I segni delle violenza resistono nel codice genetico delle vittime. A dirlo è lo studio pilota EpiWE, promosso a riguardo dall’Istituto Superiore di Sanità nel 2023, che ora entra in una nuova fase.
La violenza trasforma chi la subisce, non solo nell’anima ma anche nel corpo, sino ad arrivare al suo Dna. È in grado di alterare mediante modificazioni epigenetiche la funzionalità del Dna delle donne che ne sono state vittime, in particolare alterando tre geni. A dimostrarlo è EpiWe, Epigenetics for Women, studio realizzato dall’Istituto Superiore di Sanità in collaborazione con l’Università degli Studi di Milano e la Fondazione Ca’ Granda dell’Ospedale Maggiore Policlinico di Milano.
I risultati preliminari
Lo studio, promosso nel 2023, entra ora in una nuova fase ampliando il campo di ricerca. I risultati preliminari erano stati ottenuti attraverso l’utilizzo di un pannello di 10 geni. Questo ha rappresentato il punto di partenza per il successivo sviluppo. Oggi include la collaborazione del Centro Nazionale per la prevenzione e il controllo delle malattie del Ministero della Salute.
.....
> COSA FARE
a) Rispondi a queste domande sul testo dello studio EpiWE:
(i) Quale ente ha promosso lo studio e in quale anno?
(ii) Quanti geni, in particolare, risultano alterati nelle donne vittime di violenza?
(iii) Di quanti geni era composto il pannello usato per ottenere i risultati preliminari?
b) Elenca tutti gli enti e le istituzioni che il testo sullo studio EpiWE indica come coinvolti nella ricerca.
c) Prosegui il testo sullo studio EpiWE a partire dalla sua ultima frase.
Il materiale successivo è separato dal testo sullo studio EpiWE.

> DATI FORNITI
.....
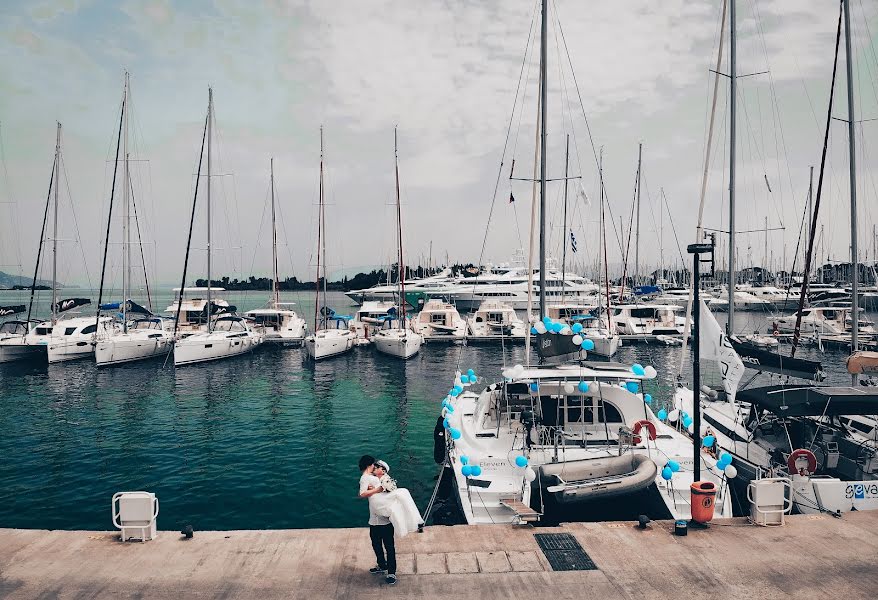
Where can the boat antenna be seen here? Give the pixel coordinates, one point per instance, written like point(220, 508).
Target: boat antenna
.....
> RISULTATI
a)
(i) L'Istituto Superiore di Sanità, nel 2023.
(ii) Tre geni.
(iii) 10 geni.

b)
- Istituto Superiore di Sanità
- Università degli Studi di Milano
- Fondazione Ca' Granda dell'Ospedale Maggiore Policlinico di Milano
- Centro Nazionale per la prevenzione e il controllo delle malattie del Ministero della Salute

c)
La nuova fase
Questa nuova fase di ricerca coinvolge 7 unità operative di 5 regioni (Lazio, Lombardia, Campania, Puglia e Liguria). Grazie alla medicina territoriale, ai pronto soccorsi e ai centri antiviolenza, le donne vengono informate sulla possibilità di donare un loro campione biologico per partecipare allo studio. Lo scopo è coinvolgere più donne possibile, e di valutarne i cambiamenti epigenetici nel tempo, sottoponendole ad almeno quattro prelievi di sangue nell’arco di 18 mesi.
La raccolta dei dati
I campioni biologici saranno corredati da una serie di dati sul benessere psicofisico, con un’attenzione particolare alle patologie legate allo stress. Per la raccolta dei dati è stata creata una scheda informatica che include 4 domande di contesto, 5 per indagare il rischio di recidiva violenta e 18 per identificare un’eventuale sindrome da stress post traumatico. Lo scopo è riuscire a intercettare precocemente, e per un numero più alto possibile di donne gli eventuali problemi di salute scaturiti da situazioni di violenza.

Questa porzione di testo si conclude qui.